### TASK ITEM
Please could you give again the lines from the one holding "Could you please pick out the man in grey" through the final line of the data below, exactly, with no other lines?

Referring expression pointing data
#####

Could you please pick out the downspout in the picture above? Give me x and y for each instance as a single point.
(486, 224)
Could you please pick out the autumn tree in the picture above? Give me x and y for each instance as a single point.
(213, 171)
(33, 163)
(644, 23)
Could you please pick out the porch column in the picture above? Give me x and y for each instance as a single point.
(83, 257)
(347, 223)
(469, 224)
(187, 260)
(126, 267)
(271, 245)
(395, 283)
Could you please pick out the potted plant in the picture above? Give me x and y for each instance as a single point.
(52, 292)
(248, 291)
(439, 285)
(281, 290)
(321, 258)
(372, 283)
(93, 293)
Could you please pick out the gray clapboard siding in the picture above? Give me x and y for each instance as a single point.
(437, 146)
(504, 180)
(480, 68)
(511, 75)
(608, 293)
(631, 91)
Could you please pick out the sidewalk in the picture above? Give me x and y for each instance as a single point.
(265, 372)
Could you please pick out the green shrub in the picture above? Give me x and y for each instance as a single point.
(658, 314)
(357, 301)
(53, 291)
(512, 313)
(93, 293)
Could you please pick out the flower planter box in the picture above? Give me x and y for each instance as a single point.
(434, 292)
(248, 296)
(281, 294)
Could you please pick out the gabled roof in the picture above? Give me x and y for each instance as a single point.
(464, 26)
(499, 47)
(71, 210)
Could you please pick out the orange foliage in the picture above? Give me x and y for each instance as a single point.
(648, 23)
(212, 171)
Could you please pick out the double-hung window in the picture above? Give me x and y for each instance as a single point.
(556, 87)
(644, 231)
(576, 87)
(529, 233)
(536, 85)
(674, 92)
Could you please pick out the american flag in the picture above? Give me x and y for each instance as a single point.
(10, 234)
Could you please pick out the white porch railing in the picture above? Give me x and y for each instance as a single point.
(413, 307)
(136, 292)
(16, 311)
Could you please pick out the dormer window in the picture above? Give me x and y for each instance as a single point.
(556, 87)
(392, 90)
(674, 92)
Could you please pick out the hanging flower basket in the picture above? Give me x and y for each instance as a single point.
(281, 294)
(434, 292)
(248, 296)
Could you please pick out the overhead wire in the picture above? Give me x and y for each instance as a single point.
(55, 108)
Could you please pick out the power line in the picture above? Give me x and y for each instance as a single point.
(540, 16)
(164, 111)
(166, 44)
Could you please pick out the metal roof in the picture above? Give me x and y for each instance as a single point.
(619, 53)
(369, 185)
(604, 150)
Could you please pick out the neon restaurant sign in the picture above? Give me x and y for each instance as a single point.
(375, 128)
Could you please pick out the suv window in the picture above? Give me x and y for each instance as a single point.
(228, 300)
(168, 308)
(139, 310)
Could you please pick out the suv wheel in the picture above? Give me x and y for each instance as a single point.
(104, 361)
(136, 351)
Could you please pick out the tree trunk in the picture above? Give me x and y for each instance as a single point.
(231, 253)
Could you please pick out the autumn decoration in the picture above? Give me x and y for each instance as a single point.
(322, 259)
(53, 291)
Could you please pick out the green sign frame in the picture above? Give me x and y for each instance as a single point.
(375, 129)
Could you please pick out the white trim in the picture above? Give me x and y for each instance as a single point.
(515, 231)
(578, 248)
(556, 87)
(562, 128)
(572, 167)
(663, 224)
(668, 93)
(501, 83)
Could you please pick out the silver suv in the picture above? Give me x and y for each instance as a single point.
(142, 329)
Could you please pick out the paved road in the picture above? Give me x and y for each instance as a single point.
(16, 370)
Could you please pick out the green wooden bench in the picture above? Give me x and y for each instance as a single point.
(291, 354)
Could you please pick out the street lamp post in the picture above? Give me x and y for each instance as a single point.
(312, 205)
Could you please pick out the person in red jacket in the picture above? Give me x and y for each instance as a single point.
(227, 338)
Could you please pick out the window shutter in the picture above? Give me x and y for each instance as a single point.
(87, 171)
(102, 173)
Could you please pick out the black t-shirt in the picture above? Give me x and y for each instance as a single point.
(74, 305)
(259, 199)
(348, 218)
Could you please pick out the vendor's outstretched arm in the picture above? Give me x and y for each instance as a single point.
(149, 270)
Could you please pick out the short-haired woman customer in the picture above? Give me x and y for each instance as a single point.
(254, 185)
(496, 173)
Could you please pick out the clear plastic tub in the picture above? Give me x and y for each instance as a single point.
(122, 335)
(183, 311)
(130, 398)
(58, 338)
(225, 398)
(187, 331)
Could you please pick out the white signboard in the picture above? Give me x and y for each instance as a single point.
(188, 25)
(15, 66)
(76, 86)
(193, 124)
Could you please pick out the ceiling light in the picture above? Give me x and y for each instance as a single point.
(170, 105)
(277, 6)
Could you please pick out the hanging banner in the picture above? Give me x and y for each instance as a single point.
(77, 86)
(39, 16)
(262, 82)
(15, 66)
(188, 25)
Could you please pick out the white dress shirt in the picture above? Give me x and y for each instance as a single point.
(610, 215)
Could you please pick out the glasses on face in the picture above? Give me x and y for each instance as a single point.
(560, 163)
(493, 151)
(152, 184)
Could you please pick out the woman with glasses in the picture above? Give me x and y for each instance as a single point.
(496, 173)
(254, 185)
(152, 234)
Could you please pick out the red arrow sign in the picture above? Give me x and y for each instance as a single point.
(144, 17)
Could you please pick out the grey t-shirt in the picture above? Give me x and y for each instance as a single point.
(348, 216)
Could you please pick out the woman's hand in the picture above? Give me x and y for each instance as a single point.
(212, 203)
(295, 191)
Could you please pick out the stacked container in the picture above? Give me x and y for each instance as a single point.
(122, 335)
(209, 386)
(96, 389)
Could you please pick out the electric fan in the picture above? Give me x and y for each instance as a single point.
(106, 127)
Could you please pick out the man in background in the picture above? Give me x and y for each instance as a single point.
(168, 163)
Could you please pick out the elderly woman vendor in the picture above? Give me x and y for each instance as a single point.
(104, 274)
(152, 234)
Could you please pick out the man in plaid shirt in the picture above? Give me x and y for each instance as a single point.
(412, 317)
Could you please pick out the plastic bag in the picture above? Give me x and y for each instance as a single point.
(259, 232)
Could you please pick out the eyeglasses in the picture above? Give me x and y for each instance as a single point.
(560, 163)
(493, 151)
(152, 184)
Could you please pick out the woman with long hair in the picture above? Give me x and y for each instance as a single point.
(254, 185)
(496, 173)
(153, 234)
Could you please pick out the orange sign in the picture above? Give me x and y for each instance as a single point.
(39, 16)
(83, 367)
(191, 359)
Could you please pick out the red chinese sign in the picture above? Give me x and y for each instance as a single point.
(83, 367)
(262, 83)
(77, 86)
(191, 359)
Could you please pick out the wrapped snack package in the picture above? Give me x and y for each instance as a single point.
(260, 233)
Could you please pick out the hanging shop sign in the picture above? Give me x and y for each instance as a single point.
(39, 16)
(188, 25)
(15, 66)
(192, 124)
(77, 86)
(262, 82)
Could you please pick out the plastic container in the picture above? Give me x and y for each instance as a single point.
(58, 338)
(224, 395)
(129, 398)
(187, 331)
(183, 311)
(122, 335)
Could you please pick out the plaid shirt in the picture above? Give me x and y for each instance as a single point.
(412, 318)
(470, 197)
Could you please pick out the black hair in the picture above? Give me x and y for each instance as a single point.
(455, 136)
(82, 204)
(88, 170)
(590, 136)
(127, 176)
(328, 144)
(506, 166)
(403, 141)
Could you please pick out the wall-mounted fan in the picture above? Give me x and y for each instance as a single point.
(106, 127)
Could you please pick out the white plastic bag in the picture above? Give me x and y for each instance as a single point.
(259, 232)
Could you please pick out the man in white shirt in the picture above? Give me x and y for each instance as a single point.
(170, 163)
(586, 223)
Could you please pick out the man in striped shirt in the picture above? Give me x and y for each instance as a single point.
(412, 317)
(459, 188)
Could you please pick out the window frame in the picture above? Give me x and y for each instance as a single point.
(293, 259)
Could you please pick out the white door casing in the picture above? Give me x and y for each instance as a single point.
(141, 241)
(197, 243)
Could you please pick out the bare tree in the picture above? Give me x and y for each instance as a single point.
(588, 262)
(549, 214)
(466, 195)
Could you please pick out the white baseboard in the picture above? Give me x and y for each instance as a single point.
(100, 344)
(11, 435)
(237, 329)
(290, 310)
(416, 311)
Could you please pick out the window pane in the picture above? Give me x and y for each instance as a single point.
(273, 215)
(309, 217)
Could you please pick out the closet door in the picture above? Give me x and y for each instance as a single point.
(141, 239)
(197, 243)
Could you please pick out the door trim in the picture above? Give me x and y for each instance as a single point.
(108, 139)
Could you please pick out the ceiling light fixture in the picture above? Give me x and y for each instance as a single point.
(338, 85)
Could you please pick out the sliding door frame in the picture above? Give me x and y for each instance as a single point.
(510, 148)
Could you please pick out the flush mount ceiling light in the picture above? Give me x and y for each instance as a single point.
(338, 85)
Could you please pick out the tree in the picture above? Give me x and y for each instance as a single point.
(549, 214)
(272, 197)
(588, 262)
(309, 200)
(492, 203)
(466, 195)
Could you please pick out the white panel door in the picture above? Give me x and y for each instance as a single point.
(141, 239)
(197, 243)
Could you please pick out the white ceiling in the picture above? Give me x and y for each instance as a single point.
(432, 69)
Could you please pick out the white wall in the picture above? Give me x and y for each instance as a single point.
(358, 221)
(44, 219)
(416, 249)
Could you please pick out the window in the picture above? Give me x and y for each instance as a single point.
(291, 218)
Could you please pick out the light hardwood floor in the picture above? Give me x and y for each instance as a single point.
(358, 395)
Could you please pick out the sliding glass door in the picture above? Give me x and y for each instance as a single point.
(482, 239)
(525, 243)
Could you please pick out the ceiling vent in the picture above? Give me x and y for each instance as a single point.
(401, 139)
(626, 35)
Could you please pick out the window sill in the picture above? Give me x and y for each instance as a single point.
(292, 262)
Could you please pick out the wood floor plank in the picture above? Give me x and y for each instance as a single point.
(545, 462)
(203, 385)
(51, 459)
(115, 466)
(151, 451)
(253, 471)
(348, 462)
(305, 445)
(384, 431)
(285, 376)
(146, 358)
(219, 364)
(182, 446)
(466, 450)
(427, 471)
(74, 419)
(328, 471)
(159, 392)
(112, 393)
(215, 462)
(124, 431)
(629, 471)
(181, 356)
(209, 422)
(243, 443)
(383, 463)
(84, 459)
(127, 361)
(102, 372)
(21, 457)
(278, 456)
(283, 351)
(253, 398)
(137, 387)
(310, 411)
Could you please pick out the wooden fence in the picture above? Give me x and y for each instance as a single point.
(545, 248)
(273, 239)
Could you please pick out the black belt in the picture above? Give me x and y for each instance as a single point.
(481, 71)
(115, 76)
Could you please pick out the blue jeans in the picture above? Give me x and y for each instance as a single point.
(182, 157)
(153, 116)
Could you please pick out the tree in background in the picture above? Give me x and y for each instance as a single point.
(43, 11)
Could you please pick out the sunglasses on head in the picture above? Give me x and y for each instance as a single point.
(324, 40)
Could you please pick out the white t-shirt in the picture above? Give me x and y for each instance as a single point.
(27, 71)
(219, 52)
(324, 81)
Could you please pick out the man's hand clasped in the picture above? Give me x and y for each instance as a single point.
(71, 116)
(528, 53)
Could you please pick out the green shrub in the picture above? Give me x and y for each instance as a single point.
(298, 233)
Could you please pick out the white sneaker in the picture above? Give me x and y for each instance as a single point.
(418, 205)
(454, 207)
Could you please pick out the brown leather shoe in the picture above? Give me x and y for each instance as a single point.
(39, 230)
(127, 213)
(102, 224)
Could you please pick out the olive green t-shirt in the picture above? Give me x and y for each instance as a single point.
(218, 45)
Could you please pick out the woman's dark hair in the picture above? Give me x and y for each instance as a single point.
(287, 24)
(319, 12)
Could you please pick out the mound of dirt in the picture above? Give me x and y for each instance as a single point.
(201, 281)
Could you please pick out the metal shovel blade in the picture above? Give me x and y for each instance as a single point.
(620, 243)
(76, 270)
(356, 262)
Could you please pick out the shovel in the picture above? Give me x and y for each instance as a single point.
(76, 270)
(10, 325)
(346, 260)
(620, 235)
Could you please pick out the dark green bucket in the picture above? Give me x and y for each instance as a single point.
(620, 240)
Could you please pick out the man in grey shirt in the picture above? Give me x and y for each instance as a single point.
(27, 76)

#####

### RESULT OF THIS TASK
Could you please pick out the man in grey shirt in the picture above? Give me x and y for each instance as a single point.
(27, 76)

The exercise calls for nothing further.